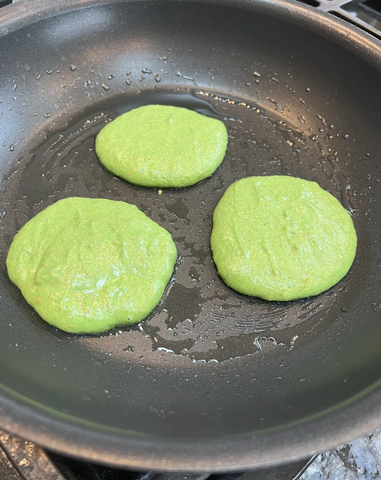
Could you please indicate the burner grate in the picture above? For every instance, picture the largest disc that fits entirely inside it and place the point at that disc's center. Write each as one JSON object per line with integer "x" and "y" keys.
{"x": 366, "y": 14}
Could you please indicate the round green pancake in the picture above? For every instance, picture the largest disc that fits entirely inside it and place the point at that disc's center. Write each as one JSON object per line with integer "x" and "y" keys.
{"x": 162, "y": 146}
{"x": 86, "y": 265}
{"x": 281, "y": 238}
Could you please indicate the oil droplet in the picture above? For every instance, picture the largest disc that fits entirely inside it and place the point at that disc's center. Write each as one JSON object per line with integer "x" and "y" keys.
{"x": 129, "y": 349}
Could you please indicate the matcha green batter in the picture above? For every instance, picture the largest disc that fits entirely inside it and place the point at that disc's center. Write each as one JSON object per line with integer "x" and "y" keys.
{"x": 86, "y": 265}
{"x": 162, "y": 146}
{"x": 281, "y": 238}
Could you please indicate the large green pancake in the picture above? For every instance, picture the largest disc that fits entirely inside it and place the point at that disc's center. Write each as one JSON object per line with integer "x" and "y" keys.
{"x": 162, "y": 146}
{"x": 86, "y": 265}
{"x": 281, "y": 238}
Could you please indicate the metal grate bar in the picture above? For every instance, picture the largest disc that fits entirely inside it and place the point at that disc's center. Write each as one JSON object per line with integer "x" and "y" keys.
{"x": 365, "y": 14}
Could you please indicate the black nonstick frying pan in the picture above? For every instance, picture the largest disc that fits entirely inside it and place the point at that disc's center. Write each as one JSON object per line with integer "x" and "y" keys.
{"x": 212, "y": 380}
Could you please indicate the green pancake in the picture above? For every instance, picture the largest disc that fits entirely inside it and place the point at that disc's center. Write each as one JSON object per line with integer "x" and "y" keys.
{"x": 162, "y": 146}
{"x": 281, "y": 238}
{"x": 86, "y": 265}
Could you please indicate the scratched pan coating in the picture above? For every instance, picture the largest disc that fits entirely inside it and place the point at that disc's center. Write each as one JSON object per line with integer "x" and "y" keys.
{"x": 211, "y": 380}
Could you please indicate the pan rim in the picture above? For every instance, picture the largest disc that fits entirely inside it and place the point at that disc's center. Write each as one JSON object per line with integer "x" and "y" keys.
{"x": 70, "y": 439}
{"x": 249, "y": 452}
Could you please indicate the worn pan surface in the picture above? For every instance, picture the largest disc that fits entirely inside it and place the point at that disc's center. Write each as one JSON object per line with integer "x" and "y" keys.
{"x": 212, "y": 380}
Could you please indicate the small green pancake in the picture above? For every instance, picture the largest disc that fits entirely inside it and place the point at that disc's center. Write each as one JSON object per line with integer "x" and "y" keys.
{"x": 86, "y": 265}
{"x": 162, "y": 146}
{"x": 281, "y": 238}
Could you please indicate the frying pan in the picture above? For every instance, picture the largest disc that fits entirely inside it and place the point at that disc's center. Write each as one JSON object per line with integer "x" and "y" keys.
{"x": 212, "y": 380}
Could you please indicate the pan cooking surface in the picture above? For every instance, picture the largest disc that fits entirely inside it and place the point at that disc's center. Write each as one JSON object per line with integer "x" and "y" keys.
{"x": 208, "y": 363}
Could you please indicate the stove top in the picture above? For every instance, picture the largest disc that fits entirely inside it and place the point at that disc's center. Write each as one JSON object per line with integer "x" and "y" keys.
{"x": 358, "y": 460}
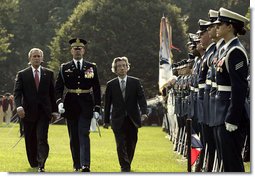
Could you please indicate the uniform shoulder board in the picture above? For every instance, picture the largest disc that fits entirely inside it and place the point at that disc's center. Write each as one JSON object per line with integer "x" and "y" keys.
{"x": 91, "y": 63}
{"x": 239, "y": 48}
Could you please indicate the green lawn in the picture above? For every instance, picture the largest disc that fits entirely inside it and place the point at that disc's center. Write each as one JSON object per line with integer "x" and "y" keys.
{"x": 153, "y": 153}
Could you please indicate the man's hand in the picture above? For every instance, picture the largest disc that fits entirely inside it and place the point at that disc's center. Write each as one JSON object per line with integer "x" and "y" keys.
{"x": 144, "y": 117}
{"x": 61, "y": 108}
{"x": 230, "y": 127}
{"x": 96, "y": 115}
{"x": 106, "y": 125}
{"x": 54, "y": 116}
{"x": 21, "y": 112}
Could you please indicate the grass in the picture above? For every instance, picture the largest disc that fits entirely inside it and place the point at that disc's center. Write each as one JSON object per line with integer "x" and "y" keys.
{"x": 153, "y": 152}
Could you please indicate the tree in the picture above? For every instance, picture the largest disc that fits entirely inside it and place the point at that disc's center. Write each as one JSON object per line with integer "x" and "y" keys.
{"x": 120, "y": 28}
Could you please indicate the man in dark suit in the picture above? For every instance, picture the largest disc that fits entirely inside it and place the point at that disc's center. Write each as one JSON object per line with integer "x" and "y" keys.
{"x": 35, "y": 100}
{"x": 81, "y": 102}
{"x": 126, "y": 97}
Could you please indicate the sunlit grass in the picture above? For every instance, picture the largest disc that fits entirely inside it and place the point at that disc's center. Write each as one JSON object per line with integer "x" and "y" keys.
{"x": 153, "y": 152}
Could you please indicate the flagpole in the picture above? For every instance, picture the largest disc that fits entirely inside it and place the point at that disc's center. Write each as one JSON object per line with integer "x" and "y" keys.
{"x": 189, "y": 125}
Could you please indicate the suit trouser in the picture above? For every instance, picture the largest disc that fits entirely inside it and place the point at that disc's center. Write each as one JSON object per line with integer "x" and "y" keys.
{"x": 78, "y": 130}
{"x": 126, "y": 139}
{"x": 36, "y": 140}
{"x": 231, "y": 144}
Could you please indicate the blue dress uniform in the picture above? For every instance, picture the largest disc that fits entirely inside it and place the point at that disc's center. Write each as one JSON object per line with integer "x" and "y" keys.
{"x": 231, "y": 79}
{"x": 212, "y": 103}
{"x": 83, "y": 96}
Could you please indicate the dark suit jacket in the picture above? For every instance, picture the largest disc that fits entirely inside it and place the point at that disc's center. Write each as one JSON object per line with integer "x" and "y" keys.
{"x": 133, "y": 105}
{"x": 26, "y": 95}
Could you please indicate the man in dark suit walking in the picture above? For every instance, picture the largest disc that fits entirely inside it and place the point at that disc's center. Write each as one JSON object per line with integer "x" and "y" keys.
{"x": 81, "y": 102}
{"x": 34, "y": 97}
{"x": 125, "y": 95}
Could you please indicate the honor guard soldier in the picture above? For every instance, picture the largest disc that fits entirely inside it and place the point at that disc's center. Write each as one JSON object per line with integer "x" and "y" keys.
{"x": 202, "y": 100}
{"x": 81, "y": 102}
{"x": 232, "y": 85}
{"x": 213, "y": 15}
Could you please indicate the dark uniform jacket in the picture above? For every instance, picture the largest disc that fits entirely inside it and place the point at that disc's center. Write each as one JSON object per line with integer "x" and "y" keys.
{"x": 71, "y": 78}
{"x": 232, "y": 72}
{"x": 33, "y": 101}
{"x": 132, "y": 106}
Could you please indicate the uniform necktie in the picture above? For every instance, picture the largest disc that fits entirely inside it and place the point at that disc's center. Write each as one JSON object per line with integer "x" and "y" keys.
{"x": 222, "y": 51}
{"x": 36, "y": 79}
{"x": 123, "y": 88}
{"x": 78, "y": 65}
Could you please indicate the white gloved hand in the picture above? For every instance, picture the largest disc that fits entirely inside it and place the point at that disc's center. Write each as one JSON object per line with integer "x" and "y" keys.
{"x": 144, "y": 117}
{"x": 230, "y": 127}
{"x": 96, "y": 115}
{"x": 61, "y": 108}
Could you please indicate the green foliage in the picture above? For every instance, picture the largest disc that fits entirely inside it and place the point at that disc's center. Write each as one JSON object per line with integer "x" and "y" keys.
{"x": 4, "y": 43}
{"x": 112, "y": 27}
{"x": 120, "y": 28}
{"x": 153, "y": 152}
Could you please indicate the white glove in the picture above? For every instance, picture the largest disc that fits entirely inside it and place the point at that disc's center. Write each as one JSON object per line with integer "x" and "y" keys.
{"x": 61, "y": 108}
{"x": 144, "y": 117}
{"x": 96, "y": 115}
{"x": 230, "y": 127}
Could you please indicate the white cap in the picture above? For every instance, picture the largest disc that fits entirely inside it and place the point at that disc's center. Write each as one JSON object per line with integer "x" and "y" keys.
{"x": 226, "y": 15}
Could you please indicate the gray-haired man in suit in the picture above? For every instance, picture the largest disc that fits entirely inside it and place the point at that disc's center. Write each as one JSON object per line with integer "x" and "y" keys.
{"x": 126, "y": 97}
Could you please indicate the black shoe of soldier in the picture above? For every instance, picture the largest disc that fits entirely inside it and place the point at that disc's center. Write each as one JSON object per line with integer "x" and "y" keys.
{"x": 41, "y": 169}
{"x": 85, "y": 169}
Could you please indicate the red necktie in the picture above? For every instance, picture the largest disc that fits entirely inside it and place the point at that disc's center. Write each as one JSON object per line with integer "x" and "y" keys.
{"x": 37, "y": 79}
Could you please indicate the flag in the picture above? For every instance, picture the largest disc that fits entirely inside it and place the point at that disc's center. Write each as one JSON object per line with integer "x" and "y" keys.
{"x": 165, "y": 54}
{"x": 196, "y": 147}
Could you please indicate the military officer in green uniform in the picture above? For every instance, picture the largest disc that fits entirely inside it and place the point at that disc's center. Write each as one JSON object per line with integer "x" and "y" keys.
{"x": 81, "y": 102}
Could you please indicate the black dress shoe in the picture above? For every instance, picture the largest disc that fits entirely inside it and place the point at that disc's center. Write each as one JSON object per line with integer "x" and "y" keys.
{"x": 85, "y": 169}
{"x": 41, "y": 169}
{"x": 76, "y": 169}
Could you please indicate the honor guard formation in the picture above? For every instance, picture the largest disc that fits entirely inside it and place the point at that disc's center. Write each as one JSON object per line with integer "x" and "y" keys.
{"x": 211, "y": 87}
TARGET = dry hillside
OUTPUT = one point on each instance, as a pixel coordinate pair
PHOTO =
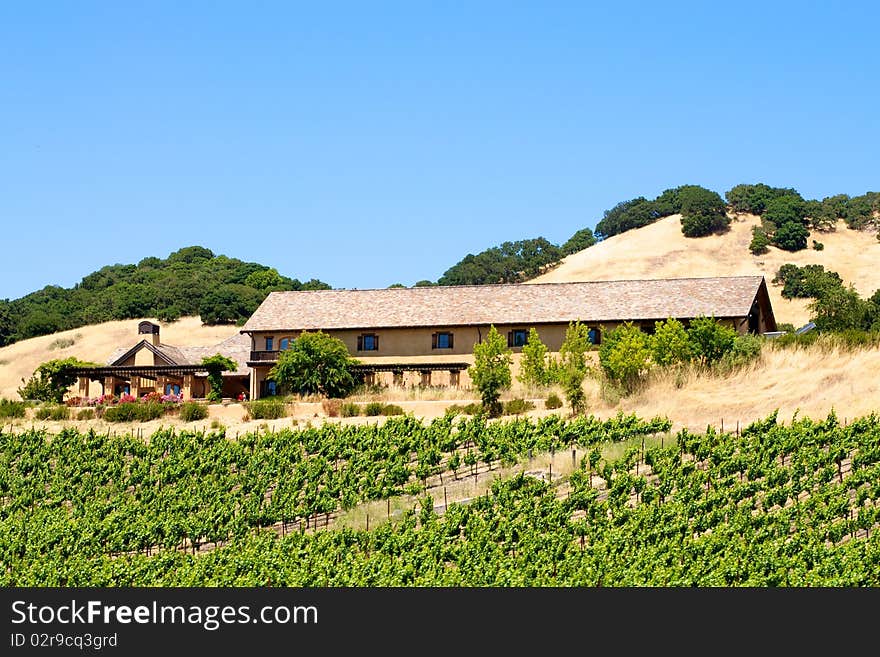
(96, 343)
(661, 251)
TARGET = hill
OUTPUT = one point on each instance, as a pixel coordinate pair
(95, 343)
(659, 250)
(190, 281)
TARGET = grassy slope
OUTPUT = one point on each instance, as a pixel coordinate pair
(96, 343)
(661, 251)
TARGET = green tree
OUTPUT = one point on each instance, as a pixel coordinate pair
(703, 211)
(216, 365)
(710, 340)
(760, 241)
(533, 366)
(573, 365)
(670, 343)
(51, 380)
(582, 239)
(841, 308)
(315, 363)
(625, 355)
(490, 372)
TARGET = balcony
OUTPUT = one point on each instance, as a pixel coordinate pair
(264, 356)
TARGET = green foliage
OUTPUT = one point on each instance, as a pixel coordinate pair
(349, 409)
(753, 199)
(625, 355)
(216, 365)
(710, 340)
(266, 409)
(51, 380)
(373, 409)
(55, 412)
(841, 308)
(572, 368)
(703, 211)
(12, 409)
(627, 215)
(315, 363)
(133, 411)
(518, 406)
(490, 372)
(192, 411)
(807, 281)
(188, 282)
(474, 408)
(670, 343)
(791, 237)
(512, 262)
(582, 239)
(553, 401)
(85, 414)
(533, 365)
(760, 241)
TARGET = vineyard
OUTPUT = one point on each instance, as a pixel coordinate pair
(771, 505)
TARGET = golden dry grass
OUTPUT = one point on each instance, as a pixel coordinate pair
(661, 251)
(96, 343)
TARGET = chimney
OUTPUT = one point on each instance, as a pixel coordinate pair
(150, 332)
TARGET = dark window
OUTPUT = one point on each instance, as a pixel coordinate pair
(517, 338)
(368, 342)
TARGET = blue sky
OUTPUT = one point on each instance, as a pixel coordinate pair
(372, 143)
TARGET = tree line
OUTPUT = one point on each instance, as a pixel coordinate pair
(190, 281)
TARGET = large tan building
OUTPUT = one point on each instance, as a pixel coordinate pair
(426, 335)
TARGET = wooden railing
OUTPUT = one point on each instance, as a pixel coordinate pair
(270, 356)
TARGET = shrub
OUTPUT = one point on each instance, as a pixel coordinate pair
(490, 372)
(315, 363)
(553, 401)
(518, 406)
(269, 409)
(392, 409)
(474, 408)
(192, 411)
(133, 411)
(349, 409)
(12, 409)
(53, 412)
(760, 241)
(710, 339)
(625, 355)
(372, 409)
(331, 407)
(61, 343)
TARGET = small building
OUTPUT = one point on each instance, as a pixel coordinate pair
(151, 366)
(426, 335)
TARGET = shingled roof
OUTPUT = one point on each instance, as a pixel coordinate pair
(540, 303)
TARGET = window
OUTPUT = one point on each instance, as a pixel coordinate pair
(517, 338)
(368, 342)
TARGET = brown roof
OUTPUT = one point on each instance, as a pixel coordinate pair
(236, 347)
(467, 305)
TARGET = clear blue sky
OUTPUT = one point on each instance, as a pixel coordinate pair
(369, 143)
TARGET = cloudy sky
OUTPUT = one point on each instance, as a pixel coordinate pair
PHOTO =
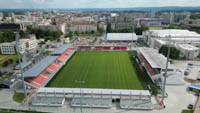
(94, 3)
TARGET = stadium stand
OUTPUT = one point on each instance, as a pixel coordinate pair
(95, 102)
(98, 48)
(48, 101)
(48, 67)
(143, 103)
(41, 66)
(117, 48)
(148, 66)
(106, 48)
(123, 48)
(61, 49)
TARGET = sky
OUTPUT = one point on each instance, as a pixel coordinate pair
(94, 3)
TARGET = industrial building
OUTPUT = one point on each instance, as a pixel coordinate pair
(28, 43)
(188, 51)
(176, 36)
(121, 37)
(188, 42)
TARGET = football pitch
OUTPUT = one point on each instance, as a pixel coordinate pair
(110, 70)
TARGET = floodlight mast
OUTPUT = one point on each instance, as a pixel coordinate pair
(20, 66)
(80, 82)
(166, 69)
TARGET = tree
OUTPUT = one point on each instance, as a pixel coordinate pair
(5, 63)
(140, 30)
(92, 32)
(174, 52)
(70, 35)
(100, 30)
(109, 28)
(10, 61)
(77, 33)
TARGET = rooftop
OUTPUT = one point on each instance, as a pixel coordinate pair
(122, 36)
(155, 59)
(61, 49)
(188, 47)
(6, 44)
(174, 33)
(83, 23)
(39, 67)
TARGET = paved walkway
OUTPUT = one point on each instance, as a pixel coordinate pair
(197, 107)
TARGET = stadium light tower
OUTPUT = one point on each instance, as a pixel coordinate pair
(19, 60)
(80, 83)
(166, 69)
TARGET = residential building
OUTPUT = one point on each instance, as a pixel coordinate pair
(1, 15)
(26, 44)
(175, 36)
(30, 42)
(7, 48)
(150, 22)
(83, 26)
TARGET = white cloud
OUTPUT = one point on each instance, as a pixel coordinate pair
(19, 1)
(94, 3)
(39, 1)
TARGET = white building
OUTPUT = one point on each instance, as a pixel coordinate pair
(188, 51)
(121, 37)
(31, 42)
(83, 27)
(1, 15)
(28, 43)
(150, 22)
(155, 65)
(176, 36)
(7, 48)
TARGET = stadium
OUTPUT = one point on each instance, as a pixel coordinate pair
(90, 76)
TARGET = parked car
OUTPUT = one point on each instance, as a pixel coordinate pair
(190, 106)
(186, 72)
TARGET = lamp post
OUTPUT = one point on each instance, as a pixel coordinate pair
(166, 69)
(20, 66)
(80, 82)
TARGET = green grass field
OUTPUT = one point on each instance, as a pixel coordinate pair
(99, 70)
(112, 70)
(187, 111)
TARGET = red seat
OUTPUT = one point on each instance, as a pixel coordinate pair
(106, 48)
(117, 48)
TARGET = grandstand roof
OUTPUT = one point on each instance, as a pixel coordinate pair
(61, 49)
(24, 64)
(121, 36)
(48, 101)
(155, 59)
(196, 86)
(39, 67)
(95, 91)
(174, 33)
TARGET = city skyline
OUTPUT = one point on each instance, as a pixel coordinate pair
(9, 4)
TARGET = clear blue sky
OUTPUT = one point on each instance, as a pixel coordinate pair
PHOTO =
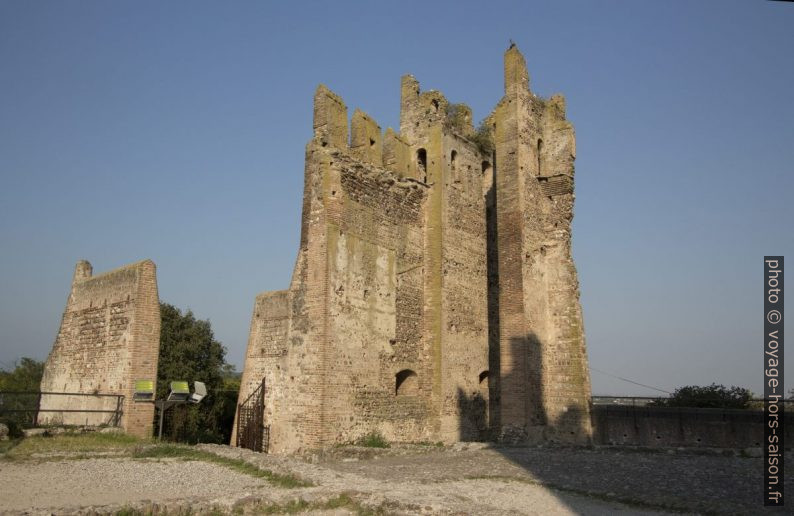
(175, 131)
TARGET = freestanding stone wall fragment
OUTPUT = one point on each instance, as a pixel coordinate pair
(434, 297)
(109, 338)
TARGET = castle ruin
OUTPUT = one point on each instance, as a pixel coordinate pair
(109, 338)
(434, 296)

***

What is being asked: The copy must start at the line containing "TARGET = grandstand roof" and end at the last line of the records, matching each line exactly and holding no pictures.

Worked solution:
TARGET = grandstand roof
OUTPUT = one point on each instance, as a pixel coordinate pair
(61, 49)
(24, 64)
(121, 36)
(48, 101)
(155, 59)
(196, 86)
(39, 67)
(95, 91)
(174, 33)
TARGET = city skyline
OUTPUT = one point on each instance, as a pixel coordinate pair
(9, 4)
TARGET = clear blue sky
OUTPUT = one point on each instance, as a pixel coordinate pair
PHOTO =
(175, 131)
TARGET = freestanding stone wall fragment
OUTPUT = one point on each instance, as a pixel coordinate pair
(434, 297)
(109, 338)
TARGET = castle ruin
OUTPUT = one point on each instance, as a pixel coordinate pair
(109, 338)
(434, 296)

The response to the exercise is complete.